* **TASK DATA**:
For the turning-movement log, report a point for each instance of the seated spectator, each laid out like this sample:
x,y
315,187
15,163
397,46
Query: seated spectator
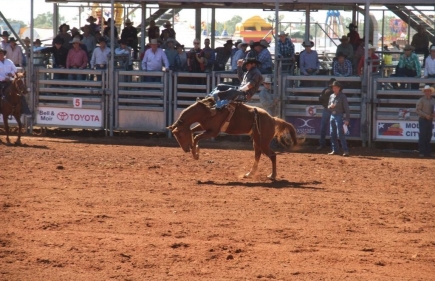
x,y
76,59
309,60
342,66
372,56
181,59
264,56
223,54
14,52
153,60
124,49
408,66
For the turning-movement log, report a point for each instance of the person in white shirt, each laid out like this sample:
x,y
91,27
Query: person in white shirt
x,y
429,67
100,57
7,71
15,53
153,60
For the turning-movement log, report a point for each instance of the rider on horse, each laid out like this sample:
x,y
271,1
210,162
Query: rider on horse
x,y
7,71
251,81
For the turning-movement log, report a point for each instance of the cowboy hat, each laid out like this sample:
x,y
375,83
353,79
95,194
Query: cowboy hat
x,y
251,57
91,19
308,44
409,47
267,80
338,84
344,38
428,88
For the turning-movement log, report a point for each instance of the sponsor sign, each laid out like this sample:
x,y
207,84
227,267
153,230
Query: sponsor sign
x,y
398,130
311,126
12,120
69,117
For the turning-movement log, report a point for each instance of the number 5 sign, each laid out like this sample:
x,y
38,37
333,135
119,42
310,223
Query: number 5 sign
x,y
77,102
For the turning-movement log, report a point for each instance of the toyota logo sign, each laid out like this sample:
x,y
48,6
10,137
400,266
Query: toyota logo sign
x,y
62,116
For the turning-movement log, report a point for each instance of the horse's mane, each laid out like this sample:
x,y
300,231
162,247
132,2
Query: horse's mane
x,y
208,101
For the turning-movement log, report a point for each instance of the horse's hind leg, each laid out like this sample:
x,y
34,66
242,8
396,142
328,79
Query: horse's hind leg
x,y
257,159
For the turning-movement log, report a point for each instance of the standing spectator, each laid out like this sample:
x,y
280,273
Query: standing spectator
x,y
169,30
341,66
181,59
209,55
125,50
346,49
5,38
286,50
63,33
340,115
153,60
76,59
100,56
89,41
408,66
170,52
372,56
153,31
196,58
326,113
429,68
425,110
222,56
15,53
264,57
60,53
420,41
268,100
93,27
353,36
309,59
129,33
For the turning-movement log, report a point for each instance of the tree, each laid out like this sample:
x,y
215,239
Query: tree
x,y
45,20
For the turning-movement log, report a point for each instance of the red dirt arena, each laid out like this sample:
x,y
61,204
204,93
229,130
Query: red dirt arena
x,y
123,208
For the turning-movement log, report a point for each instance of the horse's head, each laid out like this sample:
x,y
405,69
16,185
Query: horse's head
x,y
182,134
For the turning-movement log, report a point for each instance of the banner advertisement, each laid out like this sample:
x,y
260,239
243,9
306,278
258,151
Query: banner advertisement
x,y
398,130
310,126
11,120
69,117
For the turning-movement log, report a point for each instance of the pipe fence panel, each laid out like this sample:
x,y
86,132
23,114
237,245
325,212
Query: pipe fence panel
x,y
67,103
141,101
301,105
394,110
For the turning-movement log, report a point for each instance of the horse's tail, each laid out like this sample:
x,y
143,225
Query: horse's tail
x,y
282,130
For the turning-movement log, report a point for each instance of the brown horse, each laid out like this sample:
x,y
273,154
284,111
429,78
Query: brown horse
x,y
246,120
11,103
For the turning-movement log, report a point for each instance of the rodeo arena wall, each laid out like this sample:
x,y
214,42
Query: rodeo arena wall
x,y
121,101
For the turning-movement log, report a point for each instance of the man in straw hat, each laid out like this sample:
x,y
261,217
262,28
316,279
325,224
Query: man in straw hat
x,y
286,50
340,116
425,110
408,66
129,33
429,67
168,29
251,81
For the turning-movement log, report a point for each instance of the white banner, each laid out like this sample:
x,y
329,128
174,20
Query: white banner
x,y
12,120
69,117
398,130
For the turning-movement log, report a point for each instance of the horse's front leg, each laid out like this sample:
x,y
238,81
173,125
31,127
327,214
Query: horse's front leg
x,y
197,138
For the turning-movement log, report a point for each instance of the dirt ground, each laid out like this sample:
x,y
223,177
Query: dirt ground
x,y
130,209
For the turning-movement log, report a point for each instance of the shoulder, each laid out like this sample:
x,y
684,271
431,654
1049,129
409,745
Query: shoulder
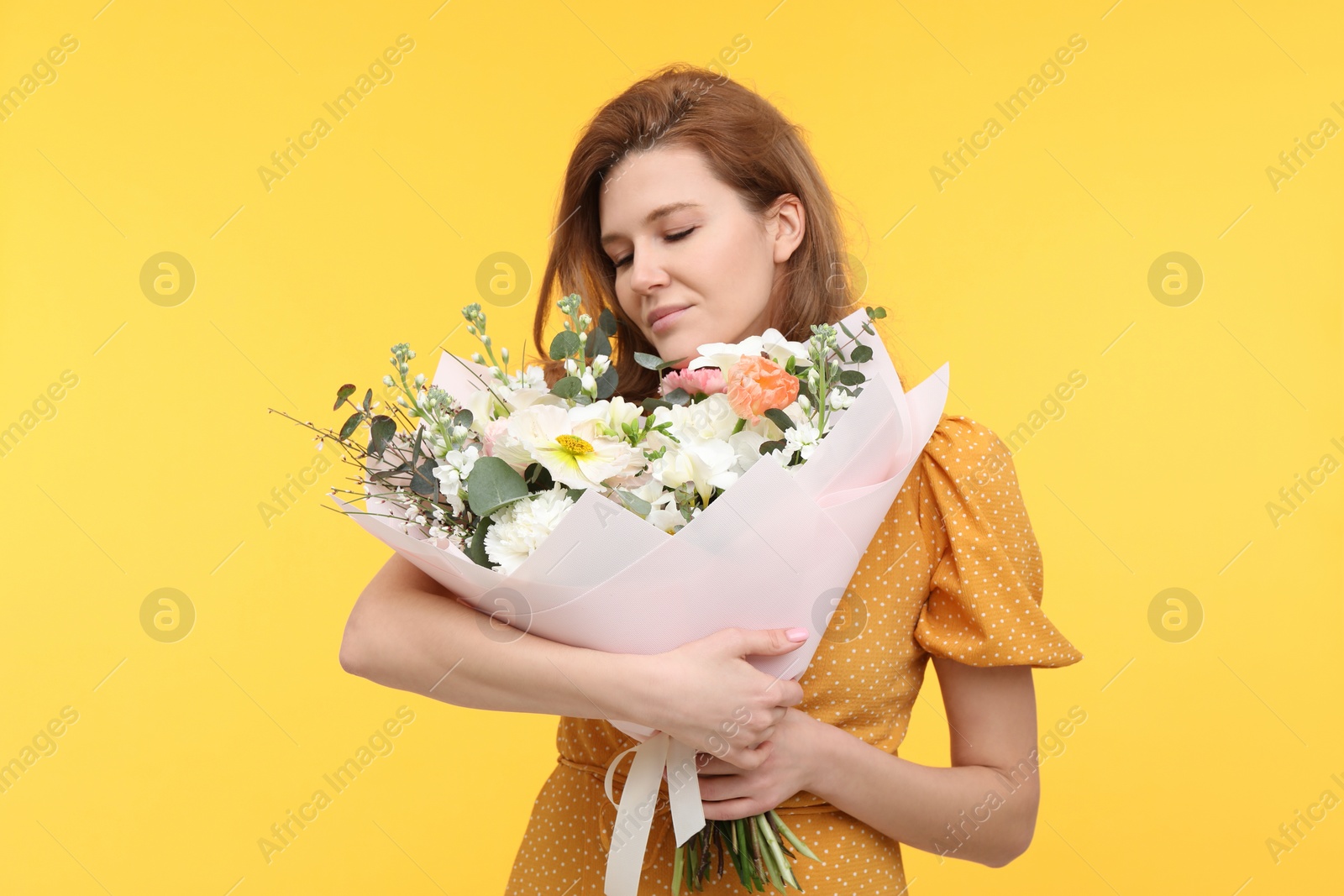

* **REQUEST**: From the items above, copy out each line that contains the string "rodeo".

* **ANSWER TO THE PROBLEM**:
For the turning-movement log, report a point for each instance of the rodeo arena wall, each laid out like this sample:
Query: rodeo arena wall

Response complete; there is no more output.